**EXCERPT:**
What might these mandates mean for hotels/restaurants?
For some businesses it will mean that additional processes and precautions must be enacted immediately. These mandates set forth a defined way for businesses in the hospitality industry to keep their employees and patrons safe. Consumers will feel more comfortable returning to hotels and restaurants knowing that these businesses are adhering to a high standard to limit exposure to COVID-19.
Guidance will continue to evolve as facts change and as more is learned. It’s important for businesses in the hospitality industry that might have been operating throughout the pandemic to keep tabs on regulations or guidance coming from OSHA, the CDC, and other authorities to ensure they’re continuing to deliver a safe experience for customers and employees.
If a state has not yet enacted a similar type of mandate, what should hotels and/or restaurants do?
Start with the recognition that these mandates are a reflection, though perhaps an imperfect one, of society’s expectations. The relevance of this is that even if a particular state has not enacted a similar mandate, this is a powerful indicator of how organizations will be judged in the event of an exposure incident. While the penalties levied by occupational health authorities can be substantial, they are modest when compared to the potential for runaway jury verdicts. Failure to meet even an “advisory” standard could be judged harshly.
The consequence is that regardless of any state mandate, it’s important to protect everyone the organization interacts with. For example, hotels and restaurants must require vendors and contractors to exercise similar diligence that their own workforce is following when coming on site and interacting with guests and employees. Additionally, patrons of restaurants and hotels must have guidelines for how to act when going into and staying at these businesses.
How might hotels/restaurants use technology to help ensure employee safety and mitigate risk?
Implementing technology that provides visibility and insight into the many risk areas associated with COVID-19 is necessary for effective risk mitigation – especially within the hospitality industry. Employers need technology that enforces a controlled and consistent approach, provides organizations with all necessary documentation should their practices be challenged, and ensures that the cost of administering this process is not posing its own crisis. For example, at Aclaimant, our technology enables hotels and restaurants to identify required follow-up actions when an employee reports COVID-19 symptoms, tracks individuals who have interacted with these symptomatic employees (contact tracing), and helps businesses stay informed of CDC guidelines.
A few questions to consider: Are the technologies efficient and collaborative? Is access segregated to protect privacy? Does the technology provide insight for the organization to act upon and manage risk better? Can the technology be applied to other risk categories so that organizations can have a holistic perspective?
Lastly, it’s critical to keep records of everything – if you can’t prove in a year or two that you kept accurate records of cases and virus-related matters, defending yourself will be difficult. Make sure your technologies facilitate this objective.
Any other comments?
Businesses need to take a step back and recognize that COVID-19 is likely to be a single episode in an ongoing process. These changes, particularly those that pertain to society’s expectations, will endure even when we’ve moved past this pandemic. Therefore, many of the practices and protocols that may have been prompted by COVID-19 will need to remain in place well after this crisis has passed. Organizations in the hospitality business must recognize the necessity of ongoing change and continually revisit their risk management strategy to ensure the safety of employees and patrons alike.

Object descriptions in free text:
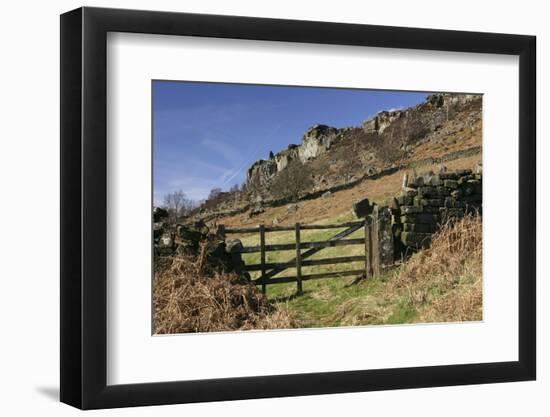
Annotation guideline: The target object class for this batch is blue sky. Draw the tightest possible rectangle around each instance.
[153,81,428,204]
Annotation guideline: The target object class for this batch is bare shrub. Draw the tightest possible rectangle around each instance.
[153,247,295,334]
[392,215,482,322]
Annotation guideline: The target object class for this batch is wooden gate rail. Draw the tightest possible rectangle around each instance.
[244,255,365,271]
[252,269,365,285]
[239,239,365,253]
[219,218,372,294]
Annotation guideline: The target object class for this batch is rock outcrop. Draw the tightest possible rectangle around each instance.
[247,93,481,199]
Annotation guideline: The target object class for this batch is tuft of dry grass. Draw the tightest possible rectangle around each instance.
[391,215,483,322]
[153,248,296,334]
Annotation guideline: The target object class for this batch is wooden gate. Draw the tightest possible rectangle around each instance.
[218,216,373,294]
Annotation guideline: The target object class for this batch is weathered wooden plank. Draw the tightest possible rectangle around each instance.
[244,254,365,271]
[240,238,365,254]
[365,216,372,278]
[225,221,363,234]
[252,269,365,285]
[296,223,303,295]
[266,224,361,278]
[260,224,267,294]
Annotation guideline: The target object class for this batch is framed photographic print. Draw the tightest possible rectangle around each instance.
[61,8,536,409]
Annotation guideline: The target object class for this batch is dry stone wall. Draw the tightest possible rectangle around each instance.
[358,165,483,275]
[390,166,483,253]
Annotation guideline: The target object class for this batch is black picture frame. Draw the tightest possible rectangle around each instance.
[60,7,536,409]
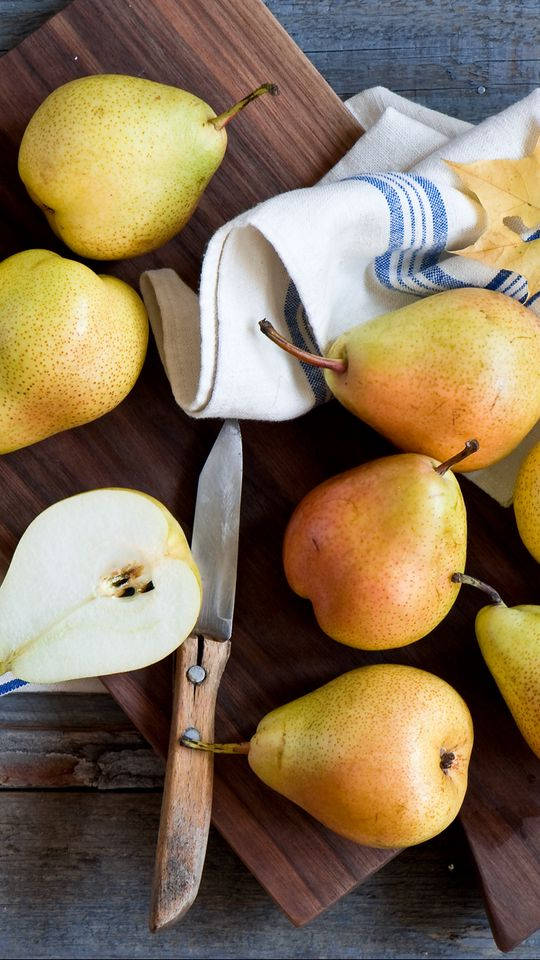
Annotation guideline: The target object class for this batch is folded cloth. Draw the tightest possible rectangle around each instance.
[141,87,540,504]
[0,87,540,696]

**WHAT IS REQUIRED:** Please reproduce the passage of the excerpt on COVID-19 and the hospitality industry word for word, from "Start with the" up to and including "be judged harshly.".

**EXERCISE OUTPUT:**
Start with the recognition that these mandates are a reflection, though perhaps an imperfect one, of society’s expectations. The relevance of this is that even if a particular state has not enacted a similar mandate, this is a powerful indicator of how organizations will be judged in the event of an exposure incident. While the penalties levied by occupational health authorities can be substantial, they are modest when compared to the potential for runaway jury verdicts. Failure to meet even an “advisory” standard could be judged harshly.